● Text segment
□ □ □ □
The 19th-century British public (and the Western world in general) held dear the history and teachings of the Scriptures. Yet they were thousands of years—and thousands of kilometers—removed from the places and events described in the Bible. As such, scientific expeditions were to be carried out in order to see just what kind of historical corroboration and illustration could be found for the biblical stories.
Early pioneers associated with the efforts included such influential figures as Sir Charles Warren, Sir William Flinders Petrie, R. A. S. Macalister, Sir Leonard Woolley and T. E. Lawrence “of Arabia.”
One of the early issues that led to criticism of biblical archaeology revolved around the fact that the field of archaeology itself was still in its infancy. Proper archaeological techniques and standards had not yet been properly established, and the dating of artifacts was at best uncertain. Naturally, mistakes were made, finds were misdated, and sites were sometimes mislabeled. It wasn’t unusual for archaeologists to deliver conflicting conclusions (something we are familiar with even in the 21st century). Although the teething issues afflicted archaeological sites all over the world, the fact that mistakes were being made in the Holy Land provided additional ammunition for the skeptics. Finds that had been mislabeled, misdated, or not fully understood began to be interpreted as evidence against the biblical account.
These sorts of errors were made both before and after the establishment of the Palestinian Exploration Fund. Actually, one of the primary aims of the Palestinian Exploration Fund (pef) was to provide an umbrella organization under which archaeological excavations could be standardized and controlled in order to prevent such mistakes and conflicting reports.
□ □ □ □
● Material provided
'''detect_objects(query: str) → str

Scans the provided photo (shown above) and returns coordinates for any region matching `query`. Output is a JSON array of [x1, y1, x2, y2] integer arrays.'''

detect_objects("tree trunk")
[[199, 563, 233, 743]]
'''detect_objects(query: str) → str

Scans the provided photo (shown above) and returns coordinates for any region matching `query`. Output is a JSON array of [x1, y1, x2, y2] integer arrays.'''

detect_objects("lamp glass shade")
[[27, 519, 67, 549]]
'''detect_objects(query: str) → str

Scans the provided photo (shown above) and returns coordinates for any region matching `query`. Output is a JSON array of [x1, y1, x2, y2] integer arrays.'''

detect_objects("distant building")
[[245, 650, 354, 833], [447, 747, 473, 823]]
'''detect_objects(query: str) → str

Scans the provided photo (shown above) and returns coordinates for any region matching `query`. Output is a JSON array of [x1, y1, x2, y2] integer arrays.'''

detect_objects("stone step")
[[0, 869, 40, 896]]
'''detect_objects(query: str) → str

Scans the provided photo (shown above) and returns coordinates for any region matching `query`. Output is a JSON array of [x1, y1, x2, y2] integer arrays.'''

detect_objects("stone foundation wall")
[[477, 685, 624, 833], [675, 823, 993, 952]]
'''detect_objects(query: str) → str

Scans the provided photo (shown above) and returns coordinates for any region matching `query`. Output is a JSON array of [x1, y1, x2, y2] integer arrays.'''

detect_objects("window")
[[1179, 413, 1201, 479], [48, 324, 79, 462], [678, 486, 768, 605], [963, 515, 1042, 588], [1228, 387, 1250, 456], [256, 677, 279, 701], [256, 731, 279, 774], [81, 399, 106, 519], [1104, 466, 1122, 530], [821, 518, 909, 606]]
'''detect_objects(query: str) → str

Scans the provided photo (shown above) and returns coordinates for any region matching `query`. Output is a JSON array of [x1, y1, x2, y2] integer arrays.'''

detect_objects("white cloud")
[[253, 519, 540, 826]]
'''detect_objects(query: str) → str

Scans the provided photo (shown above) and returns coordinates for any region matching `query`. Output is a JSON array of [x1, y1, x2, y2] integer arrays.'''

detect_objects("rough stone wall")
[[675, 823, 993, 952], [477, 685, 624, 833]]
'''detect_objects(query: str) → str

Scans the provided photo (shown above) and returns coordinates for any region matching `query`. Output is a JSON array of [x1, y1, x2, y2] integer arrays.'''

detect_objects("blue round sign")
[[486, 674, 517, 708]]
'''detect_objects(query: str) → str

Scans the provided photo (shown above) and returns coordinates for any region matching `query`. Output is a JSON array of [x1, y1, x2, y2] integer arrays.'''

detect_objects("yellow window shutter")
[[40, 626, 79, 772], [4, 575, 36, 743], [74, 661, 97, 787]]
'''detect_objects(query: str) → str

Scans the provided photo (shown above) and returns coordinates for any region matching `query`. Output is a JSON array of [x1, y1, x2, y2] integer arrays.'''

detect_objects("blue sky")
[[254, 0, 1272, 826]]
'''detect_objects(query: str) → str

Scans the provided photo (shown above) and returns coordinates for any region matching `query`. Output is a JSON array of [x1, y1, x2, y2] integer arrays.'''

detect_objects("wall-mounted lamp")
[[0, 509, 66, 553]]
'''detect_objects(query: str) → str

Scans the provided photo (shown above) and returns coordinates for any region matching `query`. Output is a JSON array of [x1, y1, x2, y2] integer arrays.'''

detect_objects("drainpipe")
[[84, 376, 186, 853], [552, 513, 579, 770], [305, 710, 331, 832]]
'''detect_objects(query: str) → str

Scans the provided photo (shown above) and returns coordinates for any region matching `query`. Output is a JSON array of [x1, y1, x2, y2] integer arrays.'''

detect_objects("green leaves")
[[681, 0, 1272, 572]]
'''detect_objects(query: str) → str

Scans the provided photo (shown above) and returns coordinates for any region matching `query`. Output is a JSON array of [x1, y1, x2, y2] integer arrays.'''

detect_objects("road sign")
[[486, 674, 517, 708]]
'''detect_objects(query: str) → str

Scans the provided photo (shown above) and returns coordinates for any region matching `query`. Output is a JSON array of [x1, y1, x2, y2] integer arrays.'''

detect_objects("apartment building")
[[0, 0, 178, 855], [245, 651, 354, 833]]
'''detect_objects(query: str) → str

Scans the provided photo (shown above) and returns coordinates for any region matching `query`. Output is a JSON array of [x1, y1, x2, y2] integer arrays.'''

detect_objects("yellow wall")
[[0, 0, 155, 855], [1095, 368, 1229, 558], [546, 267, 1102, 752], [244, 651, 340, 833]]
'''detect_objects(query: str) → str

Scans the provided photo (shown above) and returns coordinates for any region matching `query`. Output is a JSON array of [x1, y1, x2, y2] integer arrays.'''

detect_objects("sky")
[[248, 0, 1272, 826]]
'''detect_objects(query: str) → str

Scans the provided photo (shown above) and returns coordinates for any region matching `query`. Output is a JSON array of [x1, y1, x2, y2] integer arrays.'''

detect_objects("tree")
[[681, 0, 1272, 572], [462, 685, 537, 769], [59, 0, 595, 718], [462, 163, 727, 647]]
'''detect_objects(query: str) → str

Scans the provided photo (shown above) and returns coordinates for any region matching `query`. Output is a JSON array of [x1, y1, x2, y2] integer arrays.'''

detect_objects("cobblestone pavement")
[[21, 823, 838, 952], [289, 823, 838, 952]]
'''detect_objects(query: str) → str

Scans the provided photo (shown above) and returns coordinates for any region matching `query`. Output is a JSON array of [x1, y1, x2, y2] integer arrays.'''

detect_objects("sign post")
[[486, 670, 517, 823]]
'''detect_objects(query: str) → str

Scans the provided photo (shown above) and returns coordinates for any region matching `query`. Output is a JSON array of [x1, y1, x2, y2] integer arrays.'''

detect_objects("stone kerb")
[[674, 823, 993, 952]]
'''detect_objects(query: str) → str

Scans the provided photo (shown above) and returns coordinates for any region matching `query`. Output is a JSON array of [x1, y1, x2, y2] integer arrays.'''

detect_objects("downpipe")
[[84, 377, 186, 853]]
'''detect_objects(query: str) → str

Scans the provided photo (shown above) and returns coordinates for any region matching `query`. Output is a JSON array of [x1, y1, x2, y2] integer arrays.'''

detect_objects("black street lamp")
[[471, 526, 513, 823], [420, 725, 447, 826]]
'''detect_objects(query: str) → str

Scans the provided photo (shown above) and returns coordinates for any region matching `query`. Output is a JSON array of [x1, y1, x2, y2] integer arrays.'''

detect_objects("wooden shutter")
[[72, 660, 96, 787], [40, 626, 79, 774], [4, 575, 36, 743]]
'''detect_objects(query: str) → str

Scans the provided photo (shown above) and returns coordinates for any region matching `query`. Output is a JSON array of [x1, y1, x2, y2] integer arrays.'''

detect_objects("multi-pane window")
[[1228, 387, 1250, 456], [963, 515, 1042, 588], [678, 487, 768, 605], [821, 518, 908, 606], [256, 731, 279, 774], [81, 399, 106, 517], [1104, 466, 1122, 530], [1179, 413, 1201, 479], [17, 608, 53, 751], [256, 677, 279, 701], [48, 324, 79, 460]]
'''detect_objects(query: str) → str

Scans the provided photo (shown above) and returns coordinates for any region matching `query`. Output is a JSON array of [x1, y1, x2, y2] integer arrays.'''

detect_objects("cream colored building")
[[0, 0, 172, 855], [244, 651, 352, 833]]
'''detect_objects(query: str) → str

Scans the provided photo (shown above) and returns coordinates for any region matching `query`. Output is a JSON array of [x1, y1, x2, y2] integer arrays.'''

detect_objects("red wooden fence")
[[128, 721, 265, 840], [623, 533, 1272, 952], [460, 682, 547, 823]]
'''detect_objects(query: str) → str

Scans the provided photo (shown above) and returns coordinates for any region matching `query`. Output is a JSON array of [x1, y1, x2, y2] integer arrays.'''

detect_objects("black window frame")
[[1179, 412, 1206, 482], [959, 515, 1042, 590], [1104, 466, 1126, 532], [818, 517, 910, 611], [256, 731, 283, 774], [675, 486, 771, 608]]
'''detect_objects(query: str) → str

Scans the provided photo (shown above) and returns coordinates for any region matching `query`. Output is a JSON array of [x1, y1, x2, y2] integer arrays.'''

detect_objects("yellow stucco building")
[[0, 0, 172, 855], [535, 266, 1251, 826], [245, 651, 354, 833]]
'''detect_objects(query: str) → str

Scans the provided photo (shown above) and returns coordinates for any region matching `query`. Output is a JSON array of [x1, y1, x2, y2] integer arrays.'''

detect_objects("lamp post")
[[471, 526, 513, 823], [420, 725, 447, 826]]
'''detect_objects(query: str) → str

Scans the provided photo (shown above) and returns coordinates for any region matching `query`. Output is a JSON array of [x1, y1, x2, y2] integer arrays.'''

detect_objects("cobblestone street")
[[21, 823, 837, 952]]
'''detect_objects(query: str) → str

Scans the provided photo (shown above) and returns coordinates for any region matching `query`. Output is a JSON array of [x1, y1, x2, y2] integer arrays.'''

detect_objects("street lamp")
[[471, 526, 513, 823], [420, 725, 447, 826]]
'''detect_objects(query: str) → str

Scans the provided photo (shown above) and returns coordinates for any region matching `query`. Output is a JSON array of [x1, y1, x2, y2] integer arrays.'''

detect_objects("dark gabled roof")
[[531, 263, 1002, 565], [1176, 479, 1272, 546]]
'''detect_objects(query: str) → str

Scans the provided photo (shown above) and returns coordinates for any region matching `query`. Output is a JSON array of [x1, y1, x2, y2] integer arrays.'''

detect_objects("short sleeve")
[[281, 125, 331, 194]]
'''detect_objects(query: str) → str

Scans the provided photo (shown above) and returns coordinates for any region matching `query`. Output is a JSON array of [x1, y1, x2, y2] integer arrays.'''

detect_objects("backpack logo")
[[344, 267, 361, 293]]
□ □ □ □
● Directions
1) Using the passage on biblical archaeology, decide whether each statement agrees with it. Answer yes or no and quote the deciding words.
(a) One aim of the Palestinian Exploration Fund was to standardize archaeological excavations.
(b) Misdating and other early mistakes were limited to sites in the Holy Land.
(c) The errors stopped once the Palestinian Exploration Fund was established.
2) Extract the stretch of the passage on biblical archaeology from "One of the early" through "the biblical account.".

● The solutions
1)
(a) Yes: "one of the primary aims of the Palestinian Exploration Fund (pef) was to provide an umbrella organization under which archaeological excavations could be standardized and controlled"
(b) No: "the teething issues afflicted archaeological sites all over the world"
(c) No: "These sorts of errors were made both before and after the establishment of the Palestinian Exploration Fund."

2)
One of the early issues that led to criticism of biblical archaeology revolved around the fact that the field of archaeology itself was still in its infancy. Proper archaeological techniques and standards had not yet been properly established, and the dating of artifacts was at best uncertain. Naturally, mistakes were made, finds were misdated, and sites were sometimes mislabeled. It wasn’t unusual for archaeologists to deliver conflicting conclusions (something we are familiar with even in the 21st century). Although the teething issues afflicted archaeological sites all over the world, the fact that mistakes were being made in the Holy Land provided additional ammunition for the skeptics. Finds that had been mislabeled, misdated, or not fully understood began to be interpreted as evidence against the biblical account.